**TEXTE**
____

A Longkou (Shandong), Li Wenji, 75 ans, tient avec ses enfants un restaurant d’âne réputé, à l’unique plat de petits pains étuvé farcis à cette viande, selon une recette de famille depuis l’époque Tang ou plus.
Li se souviendra toujours de ce jour de 2008 où au marché, il acheta une haridelle dont les mouches mêmes ne voulaient plus, famélique à en battre tous les records. Une fois la pauvre bête démembrée, quelle ne fut sa surprise de découvrir dans la tripe 4 boules châtain brillantes et dure comme l’agate. Lui re-vint alors en tête une autre découverte 20 ans plus tôt en la carcasse d’un autre baudet: une bille grande comme une boule de boulier. Un pékin la lui avait rachetée pour la somme (immense pour l’époque) de 200¥. Or, la plus grande de ses pierres avoisinait les 3 kg !

____

D'après le texte, répondez aux questions suivantes :
(a) Dans quelle ville se trouve le restaurant de Li Wenji ?
(b) En quelle année Li a-t-il acheté au marché la bête famélique ?
(c) Pour quelle somme la bille découverte 20 ans plus tôt a-t-elle été rachetée ?

____

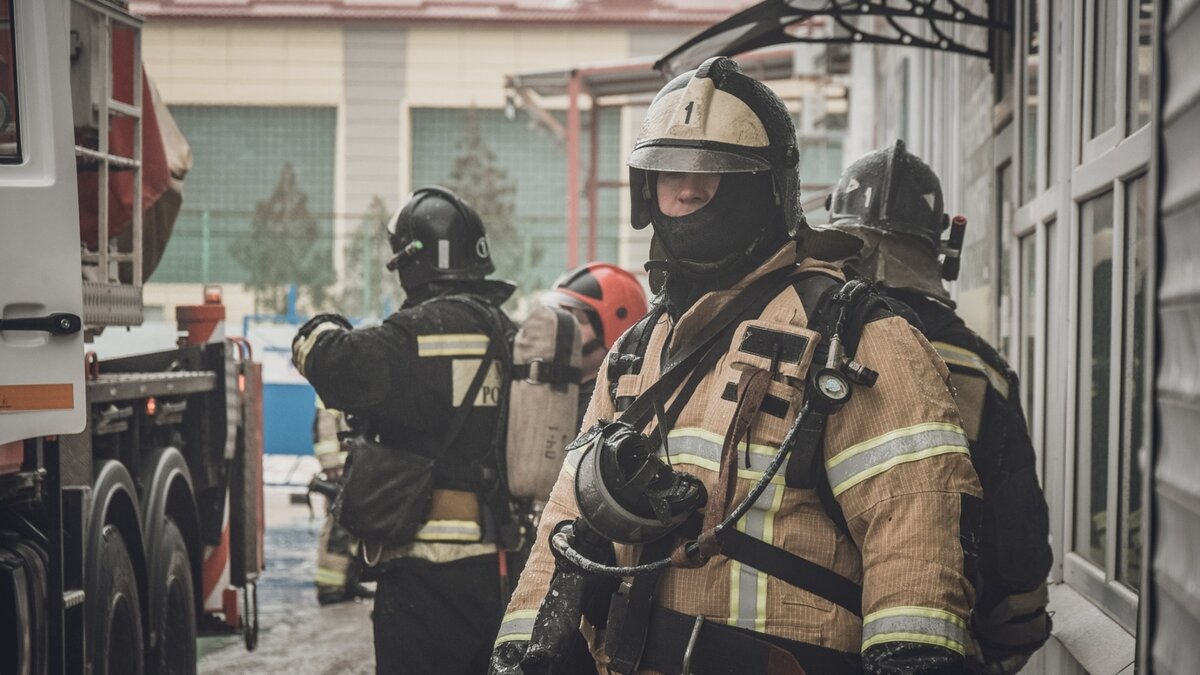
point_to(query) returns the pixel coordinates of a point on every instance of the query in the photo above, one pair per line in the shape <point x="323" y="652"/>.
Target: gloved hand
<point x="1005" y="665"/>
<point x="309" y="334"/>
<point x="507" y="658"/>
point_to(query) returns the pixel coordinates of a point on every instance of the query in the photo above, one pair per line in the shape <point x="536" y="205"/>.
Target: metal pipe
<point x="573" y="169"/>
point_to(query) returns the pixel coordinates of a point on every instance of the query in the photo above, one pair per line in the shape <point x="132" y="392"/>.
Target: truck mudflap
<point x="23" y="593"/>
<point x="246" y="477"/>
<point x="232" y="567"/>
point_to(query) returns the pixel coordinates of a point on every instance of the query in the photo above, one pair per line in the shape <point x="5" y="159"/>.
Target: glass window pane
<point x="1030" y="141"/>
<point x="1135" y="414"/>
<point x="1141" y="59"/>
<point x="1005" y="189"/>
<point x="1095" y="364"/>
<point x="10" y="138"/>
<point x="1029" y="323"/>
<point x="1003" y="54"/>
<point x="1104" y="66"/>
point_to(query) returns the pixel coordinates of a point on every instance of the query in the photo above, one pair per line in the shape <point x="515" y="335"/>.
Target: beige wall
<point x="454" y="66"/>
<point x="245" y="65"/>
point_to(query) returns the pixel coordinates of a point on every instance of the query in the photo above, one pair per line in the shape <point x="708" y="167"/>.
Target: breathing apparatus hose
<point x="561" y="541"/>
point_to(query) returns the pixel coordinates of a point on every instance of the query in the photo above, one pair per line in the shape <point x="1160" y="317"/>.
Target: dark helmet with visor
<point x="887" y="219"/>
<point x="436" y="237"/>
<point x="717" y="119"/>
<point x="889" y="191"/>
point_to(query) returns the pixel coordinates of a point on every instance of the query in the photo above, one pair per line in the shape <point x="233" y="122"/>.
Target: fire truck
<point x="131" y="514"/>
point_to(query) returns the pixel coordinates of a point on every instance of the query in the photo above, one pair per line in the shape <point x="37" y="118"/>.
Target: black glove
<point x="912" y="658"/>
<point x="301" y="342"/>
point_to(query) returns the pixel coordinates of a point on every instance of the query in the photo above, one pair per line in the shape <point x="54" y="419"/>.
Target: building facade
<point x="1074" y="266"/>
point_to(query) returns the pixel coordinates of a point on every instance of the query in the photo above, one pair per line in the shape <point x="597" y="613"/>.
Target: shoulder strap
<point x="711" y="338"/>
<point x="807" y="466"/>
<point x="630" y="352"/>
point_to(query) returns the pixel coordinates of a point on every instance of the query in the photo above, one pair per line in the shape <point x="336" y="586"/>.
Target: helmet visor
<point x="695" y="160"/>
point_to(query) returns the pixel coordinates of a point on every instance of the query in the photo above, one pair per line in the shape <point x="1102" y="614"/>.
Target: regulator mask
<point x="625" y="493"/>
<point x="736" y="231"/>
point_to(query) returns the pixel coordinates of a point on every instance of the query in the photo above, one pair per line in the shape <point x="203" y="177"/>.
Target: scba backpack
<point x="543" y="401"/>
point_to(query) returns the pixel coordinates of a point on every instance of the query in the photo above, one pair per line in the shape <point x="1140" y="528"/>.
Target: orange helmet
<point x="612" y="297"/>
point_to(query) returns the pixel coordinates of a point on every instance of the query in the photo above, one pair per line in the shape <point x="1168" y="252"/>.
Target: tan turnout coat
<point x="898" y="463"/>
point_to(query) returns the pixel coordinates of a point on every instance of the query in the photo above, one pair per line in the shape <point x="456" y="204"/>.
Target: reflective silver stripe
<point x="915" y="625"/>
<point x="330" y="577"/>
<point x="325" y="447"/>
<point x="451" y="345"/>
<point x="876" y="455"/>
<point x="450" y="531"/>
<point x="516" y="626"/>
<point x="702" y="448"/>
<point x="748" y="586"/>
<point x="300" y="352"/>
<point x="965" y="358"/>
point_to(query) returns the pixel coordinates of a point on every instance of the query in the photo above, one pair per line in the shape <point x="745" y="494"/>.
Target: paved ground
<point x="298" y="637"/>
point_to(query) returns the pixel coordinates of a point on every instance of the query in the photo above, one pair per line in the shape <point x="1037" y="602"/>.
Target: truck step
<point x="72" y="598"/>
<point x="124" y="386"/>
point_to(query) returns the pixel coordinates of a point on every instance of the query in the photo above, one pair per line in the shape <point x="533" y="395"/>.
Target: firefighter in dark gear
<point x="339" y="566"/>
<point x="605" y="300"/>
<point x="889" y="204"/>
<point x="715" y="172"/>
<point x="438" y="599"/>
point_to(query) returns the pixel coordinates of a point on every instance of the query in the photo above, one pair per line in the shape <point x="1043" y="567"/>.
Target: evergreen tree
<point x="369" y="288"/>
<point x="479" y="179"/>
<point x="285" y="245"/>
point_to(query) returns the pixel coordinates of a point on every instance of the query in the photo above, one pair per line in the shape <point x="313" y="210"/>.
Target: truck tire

____

**RÉPONSE**
(a) À Longkou (Shandong).
(b) En 2008.
(c) Pour 200¥.